[Natural-language object grounding data]
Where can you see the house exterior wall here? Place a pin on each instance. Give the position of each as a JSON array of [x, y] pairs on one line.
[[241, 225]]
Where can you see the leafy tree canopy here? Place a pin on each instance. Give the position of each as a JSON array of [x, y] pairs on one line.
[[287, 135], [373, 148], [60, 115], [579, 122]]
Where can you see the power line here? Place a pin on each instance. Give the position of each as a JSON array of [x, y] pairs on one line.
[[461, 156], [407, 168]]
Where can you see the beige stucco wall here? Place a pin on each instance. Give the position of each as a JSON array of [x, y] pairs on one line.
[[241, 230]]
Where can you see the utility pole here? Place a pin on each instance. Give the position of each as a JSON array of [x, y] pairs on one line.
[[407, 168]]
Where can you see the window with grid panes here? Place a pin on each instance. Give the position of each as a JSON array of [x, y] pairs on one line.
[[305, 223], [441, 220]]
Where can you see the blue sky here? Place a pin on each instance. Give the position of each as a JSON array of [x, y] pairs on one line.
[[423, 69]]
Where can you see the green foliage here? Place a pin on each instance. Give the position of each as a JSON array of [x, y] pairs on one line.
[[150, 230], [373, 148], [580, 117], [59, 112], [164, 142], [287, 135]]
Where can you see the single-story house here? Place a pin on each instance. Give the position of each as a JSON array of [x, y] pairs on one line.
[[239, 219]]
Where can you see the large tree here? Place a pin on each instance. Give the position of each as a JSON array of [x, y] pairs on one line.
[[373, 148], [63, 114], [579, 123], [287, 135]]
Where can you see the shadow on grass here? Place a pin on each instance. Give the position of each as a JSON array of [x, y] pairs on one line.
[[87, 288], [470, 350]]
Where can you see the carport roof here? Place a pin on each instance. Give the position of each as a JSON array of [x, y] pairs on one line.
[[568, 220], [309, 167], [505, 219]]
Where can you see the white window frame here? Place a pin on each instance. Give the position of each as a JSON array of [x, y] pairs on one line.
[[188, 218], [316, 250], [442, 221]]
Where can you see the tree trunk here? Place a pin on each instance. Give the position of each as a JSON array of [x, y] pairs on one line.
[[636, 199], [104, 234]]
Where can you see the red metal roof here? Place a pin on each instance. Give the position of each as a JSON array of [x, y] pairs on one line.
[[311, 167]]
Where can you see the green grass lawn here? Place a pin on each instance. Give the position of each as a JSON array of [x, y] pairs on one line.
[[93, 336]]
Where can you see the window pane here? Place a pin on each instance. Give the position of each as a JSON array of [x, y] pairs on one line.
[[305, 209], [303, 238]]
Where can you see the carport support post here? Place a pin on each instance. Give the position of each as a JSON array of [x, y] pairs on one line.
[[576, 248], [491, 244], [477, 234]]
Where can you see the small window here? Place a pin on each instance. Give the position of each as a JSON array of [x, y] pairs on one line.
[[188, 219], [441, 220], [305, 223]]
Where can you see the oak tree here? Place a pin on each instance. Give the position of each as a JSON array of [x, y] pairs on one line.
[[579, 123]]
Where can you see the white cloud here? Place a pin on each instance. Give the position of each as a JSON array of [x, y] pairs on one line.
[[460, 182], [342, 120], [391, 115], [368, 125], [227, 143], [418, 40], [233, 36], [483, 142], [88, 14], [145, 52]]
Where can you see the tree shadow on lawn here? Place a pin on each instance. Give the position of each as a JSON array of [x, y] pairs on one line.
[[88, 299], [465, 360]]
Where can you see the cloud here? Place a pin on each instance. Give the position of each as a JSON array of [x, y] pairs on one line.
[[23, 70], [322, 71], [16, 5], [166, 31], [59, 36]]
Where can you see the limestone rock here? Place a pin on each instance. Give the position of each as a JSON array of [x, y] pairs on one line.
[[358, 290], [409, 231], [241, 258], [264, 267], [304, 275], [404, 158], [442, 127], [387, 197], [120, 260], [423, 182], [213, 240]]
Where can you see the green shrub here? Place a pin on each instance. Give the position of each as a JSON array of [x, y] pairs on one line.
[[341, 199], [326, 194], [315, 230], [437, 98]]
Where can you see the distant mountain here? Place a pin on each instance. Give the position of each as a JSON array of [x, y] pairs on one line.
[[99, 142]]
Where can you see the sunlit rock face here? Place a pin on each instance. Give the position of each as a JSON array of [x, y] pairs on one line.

INSTRUCTIONS TO FOLLOW: Retype the records, line for line.

RESULT OF THIS EXERCISE:
Where can you see the house exterior wall here? Place a pin on each instance. Give the position of each as a JSON array of [x, y] pairs on one line.
[[241, 225]]
Where can you see the leafy tree canopy here? Place a pin on each instance. Give the position of each as a JSON array of [x, y] pairs on one line.
[[287, 135], [373, 148], [60, 115], [579, 122]]
Where can you see the power line here? Place a pin on each instance. Give the position of each as a JSON array of [x, y] pairs on one line.
[[461, 156], [407, 168]]
Where can you see the beige stucco wall here? Place a pin on each instance. Give the position of each as a JSON array of [x, y] pairs on one line.
[[241, 230]]
Where can you see the utility pole here? Place a pin on each instance. Give the position of each as a JSON array of [x, y] pairs on one line.
[[407, 168]]
Where can you see the window with grid panes here? Place a pin on each instance. Give the position of each as a JSON array of [x, y] pairs on one line.
[[305, 223], [441, 220]]
Where can you see the blue sky here? Place a pin on each instance. Give the position of each as a JSON array of [x, y] pairs on one line.
[[423, 69]]
Where can you see the green foliage here? Place a pin on each instance. Give the position of each as a JSON array of [x, y] pairs on one line.
[[150, 230], [373, 148], [580, 117], [59, 112], [164, 142], [287, 135]]
Where can you see the single-story house here? Place a pin on each instance. Give the position of each as a JSON array of [x, y] pairs on one line.
[[239, 219]]
Where can you see the large tree here? Place a pin on each instance. Give the position of each as a JSON array of [x, y] pairs on one line.
[[373, 148], [63, 114], [579, 123], [287, 135]]
Where can you see the shadow on grass here? Place a pin on each instance. Give the position of each as a JSON array of [x, y] pairs on one line.
[[87, 288], [470, 350]]
Where can you see the carport roof here? Place a pin on each instance. Give the position of each as a JSON array of [x, y] pairs on one line.
[[568, 220], [309, 167], [505, 219]]
Where can you see the white window frame here? Place a pin on each instance. Give the position of each as a JSON array of [x, y] pairs on one line.
[[188, 218], [316, 250], [442, 221]]
Where can you see the tree trunk here? Place a pin on each instance. Give the position of each as a JSON array of [x, y] pairs on one line.
[[636, 199], [104, 234]]
Where can you see the red metal roof here? Place a pin on each instance. Give the position of each as a JSON array of [x, y] pairs on one line.
[[311, 167]]
Where can you see the green grass lawn here? Place a pin on each instance. Give the position of each as a JSON array of [x, y] pairs on one line.
[[93, 336]]
Where can you see the window pane here? Place a pin on each instance. Give the position of each as a JSON array of [x, y] pairs on one line.
[[305, 209], [303, 238]]
Where can you see the carport support post here? Place a pin on each instance. Give the position of each as a JSON array of [x, y] pairs on one line.
[[576, 248], [491, 244], [477, 234]]
Where can you see the small window here? Place a pin on each instance. Give the position of each as a JSON array of [x, y] pairs on one line.
[[188, 219], [441, 220], [305, 223]]
Where can you see the oak tree here? Place a pin on each instance. Give the position of each as a JSON array of [x, y] pairs on one line.
[[579, 123]]
Where can you see the white cloud here? Place a pin on each instance. Give the position of each as a JSON array of [x, y] pairs on one line.
[[460, 182], [342, 120], [391, 115], [368, 125], [227, 143], [418, 40], [233, 36], [483, 142], [88, 14], [145, 52]]
Where can you see the tree shadow on lawn here? Place a pin on each instance. Give the position of each as a JSON array of [x, y] pairs on one line.
[[88, 299], [465, 360]]
Where can you see the cloud here? Place a pin on each instance. Give the position of each as a JSON array of [x, y] pairs on one line.
[[23, 70], [322, 71], [16, 5], [166, 31], [59, 36]]
Where can you see the limestone rock here? Place a pin on each instance. Give the position of each as a JSON array of [x, y] pairs on one line.
[[358, 290], [409, 231], [241, 258], [264, 267], [304, 275], [404, 158], [442, 127], [387, 197], [120, 260], [423, 182], [213, 240]]
Where can you see the green shrub here? Place a pin on each instance. Give the position of each as a JSON array of [x, y] pairs on one line.
[[341, 199], [326, 194], [315, 230], [437, 98]]
Where can you see the distant mountain here? Place a pin on each instance. Give the position of each as a JSON array of [x, y] pairs on one line.
[[99, 142]]
Where can you see the sunlit rock face here? Place a pin on each instance. Give the position of each as a JSON array of [x, y] pairs on one line.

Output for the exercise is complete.